REQUIREMENT:
Identify every line in the records below that contains the word "blue", and copy each one in full. Case counts.

Position annotation records:

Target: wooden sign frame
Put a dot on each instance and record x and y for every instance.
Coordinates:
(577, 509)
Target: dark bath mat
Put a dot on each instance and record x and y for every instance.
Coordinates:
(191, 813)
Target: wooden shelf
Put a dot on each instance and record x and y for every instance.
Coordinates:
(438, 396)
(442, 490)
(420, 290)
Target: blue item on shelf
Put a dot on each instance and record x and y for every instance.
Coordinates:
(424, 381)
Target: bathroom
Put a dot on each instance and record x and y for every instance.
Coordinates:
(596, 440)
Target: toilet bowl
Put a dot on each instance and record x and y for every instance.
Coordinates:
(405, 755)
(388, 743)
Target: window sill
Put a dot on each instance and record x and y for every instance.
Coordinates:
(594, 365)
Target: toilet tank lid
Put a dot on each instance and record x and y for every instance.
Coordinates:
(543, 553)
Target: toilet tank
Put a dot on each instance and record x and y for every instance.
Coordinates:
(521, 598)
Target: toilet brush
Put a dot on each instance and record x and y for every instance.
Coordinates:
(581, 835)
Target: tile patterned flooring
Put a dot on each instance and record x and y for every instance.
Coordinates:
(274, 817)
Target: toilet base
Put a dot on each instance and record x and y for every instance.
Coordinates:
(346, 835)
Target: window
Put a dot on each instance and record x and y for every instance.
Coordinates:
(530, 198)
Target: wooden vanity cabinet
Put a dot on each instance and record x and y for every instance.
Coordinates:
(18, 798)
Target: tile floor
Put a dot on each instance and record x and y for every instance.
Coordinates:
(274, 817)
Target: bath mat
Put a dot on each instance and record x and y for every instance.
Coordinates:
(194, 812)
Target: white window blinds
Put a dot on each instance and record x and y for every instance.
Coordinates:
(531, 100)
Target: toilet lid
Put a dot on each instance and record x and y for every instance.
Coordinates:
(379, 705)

...

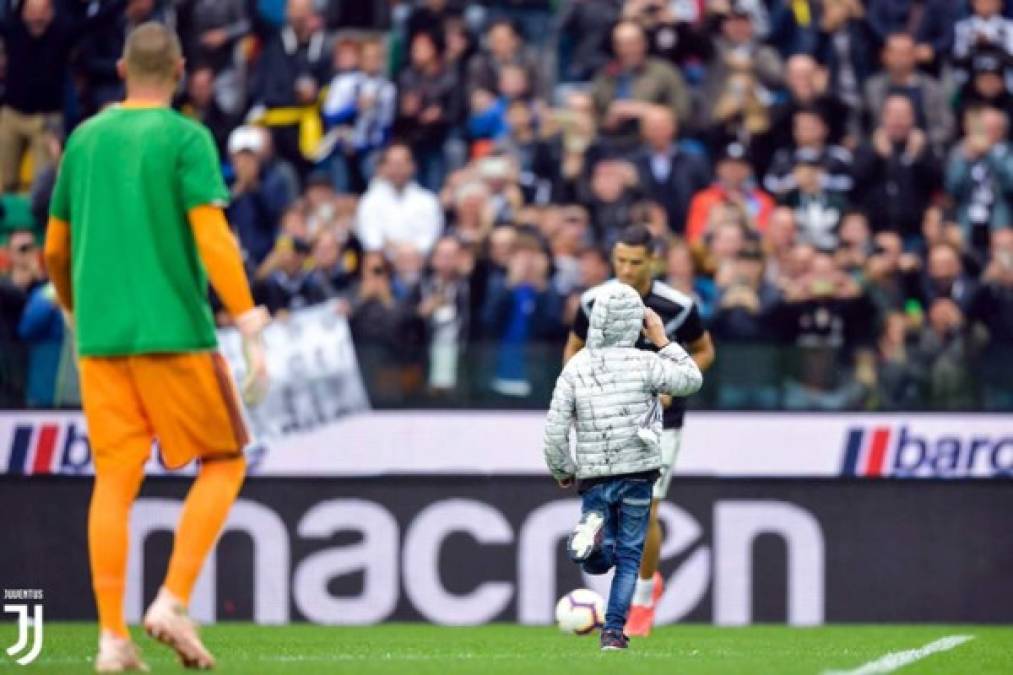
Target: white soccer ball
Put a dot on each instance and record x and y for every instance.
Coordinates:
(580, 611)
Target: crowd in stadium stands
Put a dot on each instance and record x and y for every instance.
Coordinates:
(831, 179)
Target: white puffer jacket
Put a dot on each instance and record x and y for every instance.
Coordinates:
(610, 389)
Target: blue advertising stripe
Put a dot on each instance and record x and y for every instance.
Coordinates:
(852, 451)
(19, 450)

OUTPUT BELOW:
Target: blue item on shelf
Target: blue advertising stripe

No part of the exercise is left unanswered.